On Sat, 5 Jan 2013 01:38:20 +0000 (UTC),
Anders.Montonen@kapsi.spam.stop.fi.invalid wrote:

>Jon Kirwan <jonk@infinitefactors.org> wrote:
>> From your points and the above, if a particular
>> implementation of the core is chosen (a specific part from a
>> specific manufacturer) then would it be possible to establish
>> timer interrupts together with crafted software in order to
>> drive I/O pins with guaranteed known latencies?
>
>It may be, provided you are able to avoid all pipeline stalls and pay 
>careful attention to the system memory interface. Not all multicycle 
>instruction are explicitly stated to be interruptible in the 
>architecture documentation, and it is also not stated what happens in 
>the presence of pipeline stalls. You'd have to verify that with the part 
>manufacturer. There is an upper bound of 12 cycles (assuming no memory 
>wait states), but that's not really helpful here.

Thanks again, Anders. I appreciate the carefully crafted
advice -- it is worth money.

Jon

Jon Kirwan <jonk@infinitefactors.org> wrote:
> From your points and the above, if a particular
> implementation of the core is chosen (a specific part from a
> specific manufacturer) then would it be possible to establish
> timer interrupts together with crafted software in order to
> drive I/O pins with guaranteed known latencies?

It may be, provided you are able to avoid all pipeline stalls and pay 
careful attention to the system memory interface. Not all multicycle 
instruction are explicitly stated to be interruptible in the 
architecture documentation, and it is also not stated what happens in 
the presence of pipeline stalls. You'd have to verify that with the part 
manufacturer. There is an upper bound of 12 cycles (assuming no memory 
wait states), but that's not really helpful here.

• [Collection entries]
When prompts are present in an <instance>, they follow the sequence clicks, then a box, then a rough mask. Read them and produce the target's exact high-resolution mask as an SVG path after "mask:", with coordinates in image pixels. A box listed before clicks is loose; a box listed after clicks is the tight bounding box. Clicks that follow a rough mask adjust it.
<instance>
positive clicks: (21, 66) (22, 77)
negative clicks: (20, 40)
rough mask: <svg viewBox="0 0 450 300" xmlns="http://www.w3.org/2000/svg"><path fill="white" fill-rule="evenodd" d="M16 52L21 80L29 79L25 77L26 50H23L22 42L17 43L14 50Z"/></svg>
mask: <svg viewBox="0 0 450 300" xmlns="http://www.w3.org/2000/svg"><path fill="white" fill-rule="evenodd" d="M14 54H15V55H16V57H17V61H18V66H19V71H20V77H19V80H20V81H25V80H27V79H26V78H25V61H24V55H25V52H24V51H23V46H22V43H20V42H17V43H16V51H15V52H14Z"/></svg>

• [Check your understanding]
- 1) Answer these questions about the page excerpt:
(a) What upper bound in cycles is given, and under what assumption?
(b) With whom does the reply say behavior during pipeline stalls would have to be verified?
(c) What does Jon say the advice is worth?
- 2) Please turn the entries, from their first line through the line containing "rough mask: <svg", into a JSON list of strings with one string per line and blank lines skipped.

• [Expected results]
- 1)
(a) 12 cycles, assuming no memory wait states.
(b) The part manufacturer.
(c) Money.

- 2)
[
  "When prompts are present in an <instance>, they follow the sequence clicks, then a box, then a rough mask. Read them and produce the target's exact high-resolution mask as an SVG path after \"mask:\", with coordinates in image pixels. A box listed before clicks is loose; a box listed after clicks is the tight bounding box. Clicks that follow a rough mask adjust it.",
  "<instance>",
  "positive clicks: (21, 66) (22, 77)",
  "negative clicks: (20, 40)",
  "rough mask: <svg viewBox=\"0 0 450 300\" xmlns=\"http://www.w3.org/2000/svg\"><path fill=\"white\" fill-rule=\"evenodd\" d=\"M16 52L21 80L29 79L25 77L26 50H23L22 42L17 43L14 50Z\"/></svg>"
]